*QUOTED PASSAGE*:
Encompassing Nabokov’s 1970 collection Poems and Problems (minus the chess problems, regrettably), Selected Poems also collects several dozen previously untranslated Russian poems from as early as 1914, when Nabokov was fifteen, as well as nine previously uncollected English poems from as early as 1922, when Nabokov was at Cambridge. Nabokov’s son Dmitri translates the Russian poems that weren’t already translated by Nabokov himself, and Karshan provides an extremely well informed and mostly lucid introduction to the volume, along with just-shy-of-authoritative bibliographical and compositional notes for each poem, generously including Nabokov’s own notes and comments and letter-excerpts whenever available.

The collection begins with the 1914 poem “Music,” which describes a fountain surrounded by the attentive presence of hovering dragonflies and evokes the renewal of souls in a shimmering image of artistic purity. Perhaps recalling the soul-encircled fountain at the end of the Divine Comedy, this early piece is in many ways as good as Nabokov’s poetry gets, creating a delicately balanced image of diaphanous clarity that builds to a kind of epiphany about the nature of artistic creation:


                        With its delicate plashing the fountain
                        has dissolved the sinister shade—
                        the dragonflies’ counterpoint mounting
                        were sparse echoes now-sparkling souls made.


Many of Nabokov’s poems feature an artist such as himself reflecting upon the creative process, and so the poems end up not as an unconnected series of singular inventions (the way most of his novels do), but as interior snapshots of the artist’s thoughts and feelings and experiences. Occasionally the artist-figure in the poems is an altered or ironic or “impersonal” version of their creator, but as a whole we’re meant to feel Nabokov’s own reflections upon whatever image or memory or narrative he conjures up for us in each poem. This surprisingly naive approach places Nabokov’s poetic mode firmly in the Romanticism of the previous century, with many poems reading like nostalgic evocations of Wordsworth or Coleridge or Keats.

At Cambridge between 1919 and 1922, Nabokov studied classic Russian prosody and rejected the innovations of Modernism, both in Russian and in English. In contemporary Russian, Nabokov admired Bunin and Khodasevich (see Nabokov’s final Russian novel, The Gift, for a detailed view of his poetic ideas and tastes among his Russian contemporaries) and only grudgingly admired the talent (but not the innovation) of Pasternak. Likewise in English, he was an admirer of the Georgian Poets, whose forms and modes were a starkly conservative contrast to the newly emerging inventions of Eliot and Pound, both of whom Nabokov despised and ceaselessly derided throughout his life. Fascinatingly, the magic High Modernist year of 1922 produced both Ulysses, which Nabokov revered as perhaps the greatest of all English-language novels, and The Waste Land, which Nabokov thought ludicrous, and this divergence in taste tellingly marks Nabokov’s own artistic destiny. Within a few years, he largely set aside poetry and focused his main efforts on novel-writing, which he would pursue with a mind-bending boldness and a curiosity that was entirely lacking in his poetry.

*SHORT PROBLEM 1*: Extract each line of the listing that contains the string "treeline", matching case exactly.
*SHORT PROBLEM 2*: Resume the review of Nabokov's Selected Poems, starting right after its last sentence.
The review of Nabokov's Selected Poems has no connection to the listing that comes after it.

*MATERIALS PROVIDED*:

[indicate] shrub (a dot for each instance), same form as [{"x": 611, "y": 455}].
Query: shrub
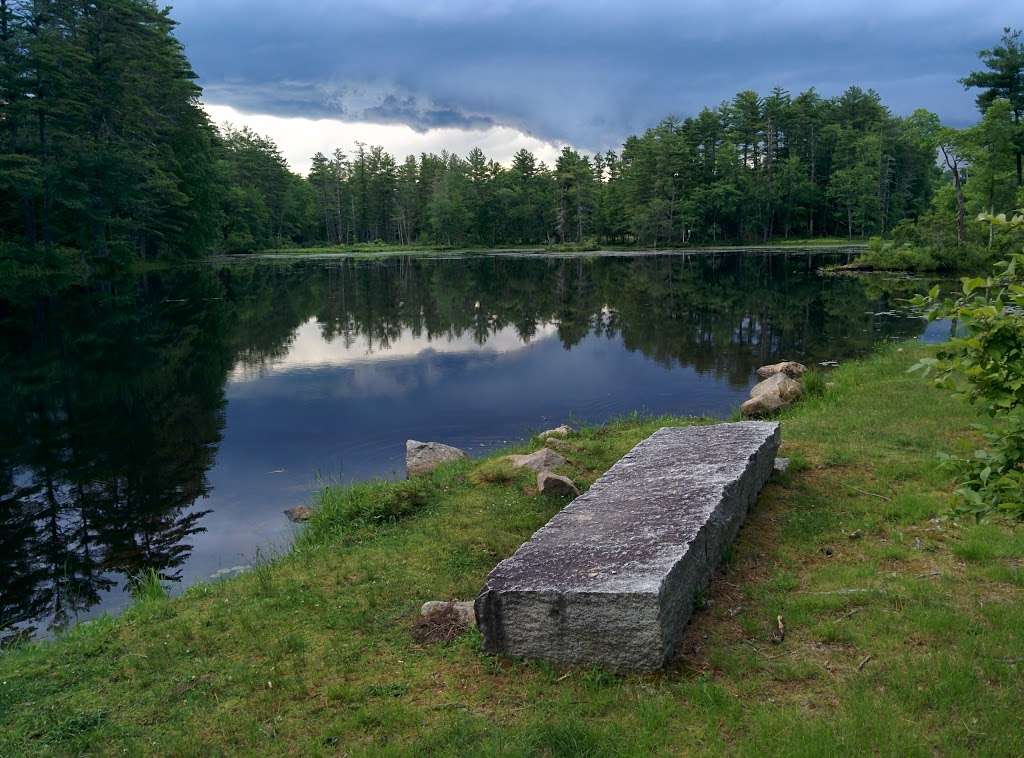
[{"x": 986, "y": 364}]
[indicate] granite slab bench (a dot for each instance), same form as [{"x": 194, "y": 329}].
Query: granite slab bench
[{"x": 612, "y": 578}]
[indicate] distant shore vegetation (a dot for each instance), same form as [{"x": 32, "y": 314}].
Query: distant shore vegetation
[{"x": 108, "y": 158}]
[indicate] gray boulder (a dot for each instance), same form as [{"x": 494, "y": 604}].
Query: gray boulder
[
  {"x": 562, "y": 446},
  {"x": 774, "y": 393},
  {"x": 462, "y": 608},
  {"x": 423, "y": 458},
  {"x": 542, "y": 460},
  {"x": 549, "y": 483},
  {"x": 791, "y": 368}
]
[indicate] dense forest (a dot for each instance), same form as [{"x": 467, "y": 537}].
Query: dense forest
[{"x": 105, "y": 153}]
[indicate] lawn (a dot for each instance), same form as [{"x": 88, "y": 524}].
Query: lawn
[{"x": 904, "y": 631}]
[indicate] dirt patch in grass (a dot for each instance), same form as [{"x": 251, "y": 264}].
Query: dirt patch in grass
[{"x": 440, "y": 626}]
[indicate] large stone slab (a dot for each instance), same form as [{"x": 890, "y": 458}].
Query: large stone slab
[{"x": 611, "y": 579}]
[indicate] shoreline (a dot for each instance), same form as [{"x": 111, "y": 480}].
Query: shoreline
[
  {"x": 311, "y": 653},
  {"x": 541, "y": 252}
]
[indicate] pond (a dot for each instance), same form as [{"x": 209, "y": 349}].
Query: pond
[{"x": 166, "y": 420}]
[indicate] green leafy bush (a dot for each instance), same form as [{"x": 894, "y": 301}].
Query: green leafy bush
[{"x": 987, "y": 365}]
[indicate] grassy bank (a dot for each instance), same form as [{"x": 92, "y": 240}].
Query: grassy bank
[{"x": 903, "y": 632}]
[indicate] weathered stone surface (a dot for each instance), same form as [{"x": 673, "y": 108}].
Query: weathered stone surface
[
  {"x": 790, "y": 368},
  {"x": 299, "y": 513},
  {"x": 549, "y": 483},
  {"x": 462, "y": 608},
  {"x": 425, "y": 457},
  {"x": 558, "y": 431},
  {"x": 542, "y": 460},
  {"x": 562, "y": 446},
  {"x": 612, "y": 577}
]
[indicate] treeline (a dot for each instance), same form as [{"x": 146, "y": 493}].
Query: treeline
[
  {"x": 752, "y": 170},
  {"x": 107, "y": 153},
  {"x": 983, "y": 173}
]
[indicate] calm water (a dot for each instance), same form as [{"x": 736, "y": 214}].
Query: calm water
[{"x": 166, "y": 420}]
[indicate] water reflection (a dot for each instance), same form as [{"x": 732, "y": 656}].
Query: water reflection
[{"x": 165, "y": 421}]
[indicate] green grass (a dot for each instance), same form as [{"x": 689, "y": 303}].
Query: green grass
[{"x": 904, "y": 631}]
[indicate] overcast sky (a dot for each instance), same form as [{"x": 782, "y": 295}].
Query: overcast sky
[{"x": 416, "y": 75}]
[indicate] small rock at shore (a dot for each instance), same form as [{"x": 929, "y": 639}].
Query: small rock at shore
[
  {"x": 423, "y": 458},
  {"x": 299, "y": 513},
  {"x": 791, "y": 368},
  {"x": 543, "y": 460},
  {"x": 549, "y": 483},
  {"x": 462, "y": 609},
  {"x": 558, "y": 431},
  {"x": 779, "y": 384}
]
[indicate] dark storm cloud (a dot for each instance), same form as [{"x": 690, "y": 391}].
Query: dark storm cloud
[{"x": 588, "y": 73}]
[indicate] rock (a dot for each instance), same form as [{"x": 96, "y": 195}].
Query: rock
[
  {"x": 299, "y": 513},
  {"x": 558, "y": 431},
  {"x": 763, "y": 405},
  {"x": 791, "y": 368},
  {"x": 542, "y": 460},
  {"x": 422, "y": 458},
  {"x": 463, "y": 609},
  {"x": 774, "y": 393},
  {"x": 549, "y": 483},
  {"x": 611, "y": 579},
  {"x": 558, "y": 444}
]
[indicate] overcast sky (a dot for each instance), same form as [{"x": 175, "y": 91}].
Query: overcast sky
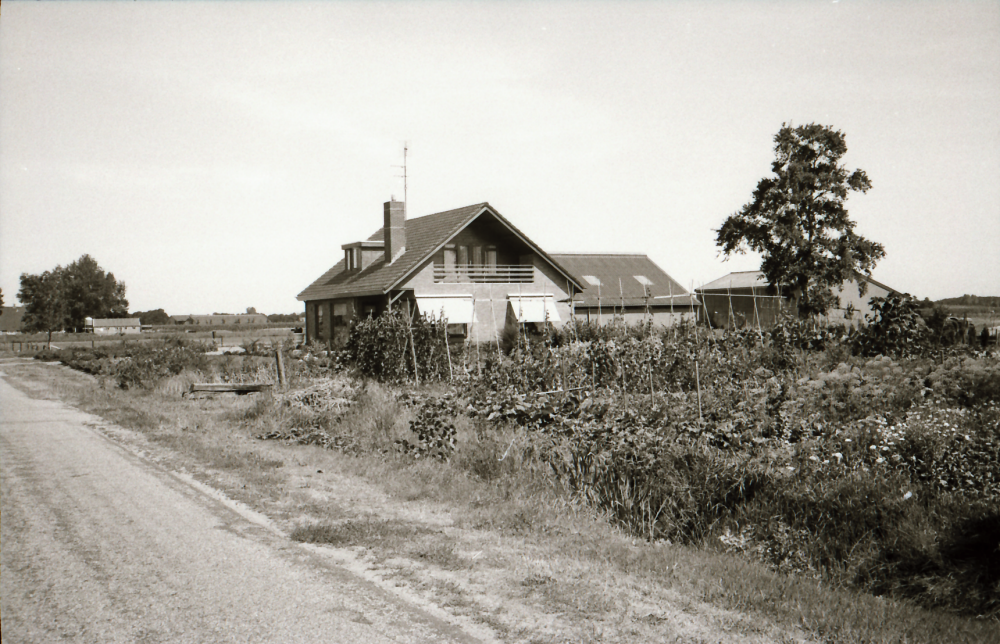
[{"x": 216, "y": 155}]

*EXERCISE RESPONSE 1*:
[indicate] treeline (a dot for each instance), same form as [{"x": 146, "y": 493}].
Query: treeline

*EXERCISE RESPONSE 2*:
His poems thus stand as tiny windows into the mind of a great artist in creative or personal or historical reflection, and even though few of them are terrifically remarkable in and of themselves, they offer delicious glimpses of a man whose persona is often as rich a presence to his readers as are his works themselves. To the devoted Nabokovian, these glimpses add vivid texture to the life and inner self found in his memoir, letters, interviews, and lectures. One of the more significant early poems, “The University Poem,” is a thirty-five page verse novella inspired in form and content by Eugene Onegin, and in it Nabokov narrates a languid and melancholy first-person account of a young Russian exile’s experiences at Cambridge. Not exactly the dilettante/dandy of Eugene Onegin (and not exactly Nabokov, either), the narrator is a listless rememberer whose fatalism colors a necessarily short-lived love affair, with the poem subtly reflecting on the narrator’s and author’s temporary sense of life disconnected from their original country and language.

Intensifying this old-fashioned reflections-of-the-poet approach, Dmitri Nabokov’s translations employ all manner of archaisms and even impose forced rhymes in order to mimic the originals (a technique at complete odds with his father’s iron-fisted rules for translation). The poems translated by Nabokov himself, as well as those originally written in English, are far more vigorously fashioned and interesting, even if their conservative style is even less formally compelling than his fervent Russian poetry. While most of the poems that he wrote in English were New Yorker-style light verse, they’re funny and lively and occasionally mysterious and moving, especially “The Ballad of Longwood Glen,” which details a family man’s apotheotic disappearance into the sky and perhaps prefigures the willed self-erasure found in Nabokov’s final, uncompleted novel, The Original of Laura.

Although this collection is a pleasurable supplement to Nabokov’s legacy, it must be noted that his prose fills dozens of volumes that have continued to multiply since his death, while his Selected Poems is essentially a curio that barely fills 150 pages. Rather than deprecate his staid poetic practices, however, consider how Nabokov’s early mastery of prosody led him to write some of the most poetic prose in our language, as well as in his own. Employing all the subtleties of poetry in his novels, he innovated and heightened the novel form in a way that’s perhaps only comparable to James Joyce, who wasn’t even a good poet. Indeed, in a post-Ulysses world, the novel has taken the place of the epic poem, and Nabokov’s genius contributed to that sea-change profoundly. If his poetry merely ended up serving as practice for his prose, we can read this selection from Nabokov’s thousands of practice poems as a dress rehearsal for the masterpieces that endure.